**Do this:** Count the lines in the entries below that contain the word "snow" and reply with that number alone.

**Provided records:**
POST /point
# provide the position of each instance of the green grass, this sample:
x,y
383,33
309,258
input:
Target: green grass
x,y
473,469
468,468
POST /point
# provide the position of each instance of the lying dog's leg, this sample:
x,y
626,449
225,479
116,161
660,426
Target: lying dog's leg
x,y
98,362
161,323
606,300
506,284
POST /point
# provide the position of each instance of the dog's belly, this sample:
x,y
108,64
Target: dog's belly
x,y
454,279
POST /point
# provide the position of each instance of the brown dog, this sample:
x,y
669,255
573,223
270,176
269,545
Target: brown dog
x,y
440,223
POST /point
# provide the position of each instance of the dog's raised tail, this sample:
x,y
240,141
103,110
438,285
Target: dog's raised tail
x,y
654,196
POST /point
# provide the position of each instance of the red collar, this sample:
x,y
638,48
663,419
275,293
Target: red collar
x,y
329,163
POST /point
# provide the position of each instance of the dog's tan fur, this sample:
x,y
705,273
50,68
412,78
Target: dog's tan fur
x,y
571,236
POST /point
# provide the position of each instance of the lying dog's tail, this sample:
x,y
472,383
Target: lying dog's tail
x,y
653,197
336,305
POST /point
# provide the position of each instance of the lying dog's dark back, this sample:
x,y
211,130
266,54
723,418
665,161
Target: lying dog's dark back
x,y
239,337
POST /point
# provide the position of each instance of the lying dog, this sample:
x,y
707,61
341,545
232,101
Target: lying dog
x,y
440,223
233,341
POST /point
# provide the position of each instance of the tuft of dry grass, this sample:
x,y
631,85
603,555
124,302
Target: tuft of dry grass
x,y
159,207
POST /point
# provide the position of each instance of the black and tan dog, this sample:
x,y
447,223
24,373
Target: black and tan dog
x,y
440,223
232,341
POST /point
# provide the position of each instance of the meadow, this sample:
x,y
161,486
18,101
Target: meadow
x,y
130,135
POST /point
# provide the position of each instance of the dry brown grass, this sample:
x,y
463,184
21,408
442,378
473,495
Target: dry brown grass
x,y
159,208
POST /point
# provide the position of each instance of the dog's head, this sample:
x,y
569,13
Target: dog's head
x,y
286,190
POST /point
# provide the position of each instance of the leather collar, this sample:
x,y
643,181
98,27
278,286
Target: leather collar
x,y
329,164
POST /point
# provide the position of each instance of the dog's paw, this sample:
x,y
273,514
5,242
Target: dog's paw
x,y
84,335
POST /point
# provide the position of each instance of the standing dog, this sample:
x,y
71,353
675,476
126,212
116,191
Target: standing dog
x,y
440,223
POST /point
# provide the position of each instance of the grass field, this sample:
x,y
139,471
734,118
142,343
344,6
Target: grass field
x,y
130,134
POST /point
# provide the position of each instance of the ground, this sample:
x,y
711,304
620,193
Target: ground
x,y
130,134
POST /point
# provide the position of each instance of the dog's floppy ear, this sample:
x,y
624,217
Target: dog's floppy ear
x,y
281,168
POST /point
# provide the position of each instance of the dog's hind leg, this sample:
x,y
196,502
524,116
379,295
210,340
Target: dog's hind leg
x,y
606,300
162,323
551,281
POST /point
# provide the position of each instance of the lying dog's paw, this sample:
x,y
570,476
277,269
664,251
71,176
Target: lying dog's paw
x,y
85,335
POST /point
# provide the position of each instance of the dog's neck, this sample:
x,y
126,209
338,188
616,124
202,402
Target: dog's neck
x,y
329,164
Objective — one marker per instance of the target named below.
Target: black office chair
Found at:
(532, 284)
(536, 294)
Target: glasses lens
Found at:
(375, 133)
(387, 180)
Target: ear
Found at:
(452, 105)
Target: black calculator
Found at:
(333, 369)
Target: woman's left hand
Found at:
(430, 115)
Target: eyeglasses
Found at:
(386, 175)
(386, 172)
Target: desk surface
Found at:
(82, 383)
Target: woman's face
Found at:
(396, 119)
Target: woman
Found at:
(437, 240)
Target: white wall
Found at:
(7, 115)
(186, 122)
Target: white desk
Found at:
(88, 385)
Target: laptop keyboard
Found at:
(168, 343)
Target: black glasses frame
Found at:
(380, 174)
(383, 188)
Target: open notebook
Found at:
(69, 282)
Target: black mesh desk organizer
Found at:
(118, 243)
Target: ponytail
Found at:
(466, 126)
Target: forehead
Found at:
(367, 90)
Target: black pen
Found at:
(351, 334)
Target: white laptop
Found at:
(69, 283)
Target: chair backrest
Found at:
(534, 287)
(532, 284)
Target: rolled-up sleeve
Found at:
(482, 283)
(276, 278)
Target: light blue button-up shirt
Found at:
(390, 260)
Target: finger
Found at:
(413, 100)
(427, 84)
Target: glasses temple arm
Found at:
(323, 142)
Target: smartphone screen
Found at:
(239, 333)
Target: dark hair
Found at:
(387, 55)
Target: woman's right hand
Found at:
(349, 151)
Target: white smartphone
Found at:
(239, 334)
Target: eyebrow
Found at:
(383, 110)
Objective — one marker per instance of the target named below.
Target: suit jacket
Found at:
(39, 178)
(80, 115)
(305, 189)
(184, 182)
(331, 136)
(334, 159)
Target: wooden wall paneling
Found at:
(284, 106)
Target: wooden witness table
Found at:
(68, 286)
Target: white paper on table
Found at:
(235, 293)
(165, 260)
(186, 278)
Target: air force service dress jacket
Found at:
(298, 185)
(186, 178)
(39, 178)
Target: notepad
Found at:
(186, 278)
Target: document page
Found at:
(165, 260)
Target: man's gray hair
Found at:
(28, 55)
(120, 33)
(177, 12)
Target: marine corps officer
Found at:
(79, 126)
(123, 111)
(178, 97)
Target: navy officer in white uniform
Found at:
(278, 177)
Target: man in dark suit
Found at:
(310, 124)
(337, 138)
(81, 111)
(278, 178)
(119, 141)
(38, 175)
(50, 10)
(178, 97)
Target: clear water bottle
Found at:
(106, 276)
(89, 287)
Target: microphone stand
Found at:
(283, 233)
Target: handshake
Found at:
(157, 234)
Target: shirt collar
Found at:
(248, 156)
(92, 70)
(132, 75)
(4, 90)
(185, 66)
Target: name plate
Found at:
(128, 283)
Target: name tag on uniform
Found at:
...
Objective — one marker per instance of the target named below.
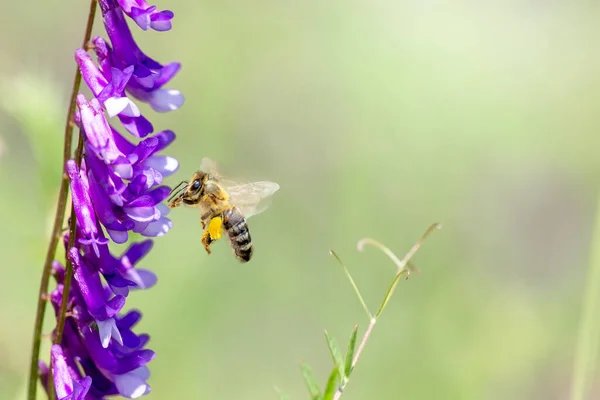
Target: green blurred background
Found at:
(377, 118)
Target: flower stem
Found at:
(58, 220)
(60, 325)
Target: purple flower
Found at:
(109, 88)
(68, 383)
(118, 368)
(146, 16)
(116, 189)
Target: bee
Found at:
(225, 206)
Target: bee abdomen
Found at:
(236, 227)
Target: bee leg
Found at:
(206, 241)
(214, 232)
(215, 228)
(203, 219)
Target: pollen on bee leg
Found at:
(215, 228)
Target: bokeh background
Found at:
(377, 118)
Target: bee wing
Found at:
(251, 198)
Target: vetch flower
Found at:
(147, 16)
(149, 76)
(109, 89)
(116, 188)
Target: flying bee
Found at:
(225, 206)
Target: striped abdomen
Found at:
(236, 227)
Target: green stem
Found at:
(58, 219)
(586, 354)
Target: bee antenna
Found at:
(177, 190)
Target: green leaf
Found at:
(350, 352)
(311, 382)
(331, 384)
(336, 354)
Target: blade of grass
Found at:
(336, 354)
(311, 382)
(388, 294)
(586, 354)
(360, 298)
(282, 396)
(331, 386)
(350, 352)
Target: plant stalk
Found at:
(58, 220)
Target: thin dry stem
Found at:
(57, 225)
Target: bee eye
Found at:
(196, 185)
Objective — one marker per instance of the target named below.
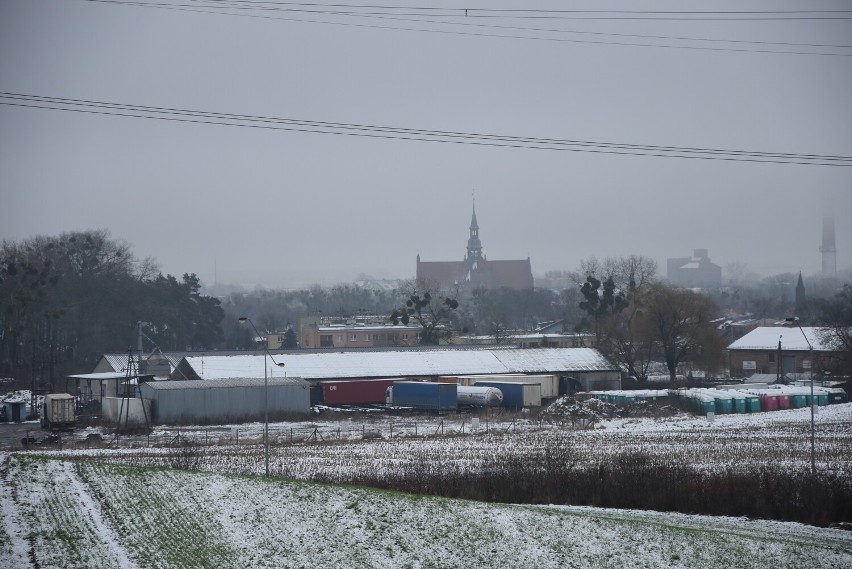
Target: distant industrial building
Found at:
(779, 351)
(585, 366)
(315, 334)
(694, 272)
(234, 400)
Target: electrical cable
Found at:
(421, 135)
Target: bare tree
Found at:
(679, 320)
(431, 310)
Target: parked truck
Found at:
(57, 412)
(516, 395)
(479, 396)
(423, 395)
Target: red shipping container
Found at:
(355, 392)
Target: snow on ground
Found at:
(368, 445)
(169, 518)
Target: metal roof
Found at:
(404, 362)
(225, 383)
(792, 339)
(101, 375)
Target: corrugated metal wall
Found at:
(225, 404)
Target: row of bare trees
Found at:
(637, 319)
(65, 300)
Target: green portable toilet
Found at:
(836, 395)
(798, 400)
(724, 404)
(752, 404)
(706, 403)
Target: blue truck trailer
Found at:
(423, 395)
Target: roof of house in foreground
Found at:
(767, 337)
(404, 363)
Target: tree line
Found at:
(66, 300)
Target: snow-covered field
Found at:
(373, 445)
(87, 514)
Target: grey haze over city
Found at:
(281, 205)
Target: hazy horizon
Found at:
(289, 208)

**Output of the exercise:** 2